Reproduce word for word the records below, from the line containing "Q: For every instance of the dark" through the end of the records, both ends included.

[Start RECORDS FOR THIS EXERCISE]

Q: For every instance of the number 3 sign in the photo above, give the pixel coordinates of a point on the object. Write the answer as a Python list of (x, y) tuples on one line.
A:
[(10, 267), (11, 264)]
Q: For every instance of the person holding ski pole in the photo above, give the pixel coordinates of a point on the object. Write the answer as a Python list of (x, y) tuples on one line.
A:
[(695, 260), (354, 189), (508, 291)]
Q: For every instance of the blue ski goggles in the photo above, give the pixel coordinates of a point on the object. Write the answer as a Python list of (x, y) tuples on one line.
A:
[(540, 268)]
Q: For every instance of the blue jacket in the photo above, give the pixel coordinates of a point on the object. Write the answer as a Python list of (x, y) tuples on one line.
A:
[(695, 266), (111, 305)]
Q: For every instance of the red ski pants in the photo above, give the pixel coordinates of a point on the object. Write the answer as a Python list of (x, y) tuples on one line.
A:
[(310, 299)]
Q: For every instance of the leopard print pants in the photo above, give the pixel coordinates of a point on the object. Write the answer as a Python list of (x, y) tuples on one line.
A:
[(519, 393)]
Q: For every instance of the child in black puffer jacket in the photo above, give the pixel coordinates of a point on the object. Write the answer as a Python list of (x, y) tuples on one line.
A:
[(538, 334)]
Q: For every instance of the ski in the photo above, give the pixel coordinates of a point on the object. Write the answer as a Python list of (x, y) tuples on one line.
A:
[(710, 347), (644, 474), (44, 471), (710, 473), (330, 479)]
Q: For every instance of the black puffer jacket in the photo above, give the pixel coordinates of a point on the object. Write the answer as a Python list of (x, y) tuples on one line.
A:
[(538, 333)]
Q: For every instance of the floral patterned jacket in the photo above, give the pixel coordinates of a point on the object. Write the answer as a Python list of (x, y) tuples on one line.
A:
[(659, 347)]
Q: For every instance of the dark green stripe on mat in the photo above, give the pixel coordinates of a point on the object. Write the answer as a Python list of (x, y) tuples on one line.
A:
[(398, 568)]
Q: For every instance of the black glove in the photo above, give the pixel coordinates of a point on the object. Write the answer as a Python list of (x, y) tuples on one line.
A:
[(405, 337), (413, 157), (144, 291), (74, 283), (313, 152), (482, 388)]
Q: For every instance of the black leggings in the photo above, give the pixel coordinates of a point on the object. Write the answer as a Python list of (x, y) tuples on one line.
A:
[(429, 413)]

[End RECORDS FOR THIS EXERCISE]

▸ PROBLEM SOLUTION
Q: For every instance of the dark green stripe on mat in the photo above, give the pixel coordinates of a point on the object. Write the answer as a Python list of (x, y) tuples on one line.
A:
[(398, 568)]
Q: For every instance of the black glove in the photo above, give the pixel coordinates of a point on the object. Write the answer as a Python list of (x, y) tuples on one line.
A:
[(405, 337), (413, 157), (144, 291), (74, 283), (313, 152), (482, 388)]
Q: For every instance of the black leggings in the photo above, give the pixel coordinates of a point on the object. Write the answer as a Python list of (x, y) tuples on one line.
A:
[(429, 413)]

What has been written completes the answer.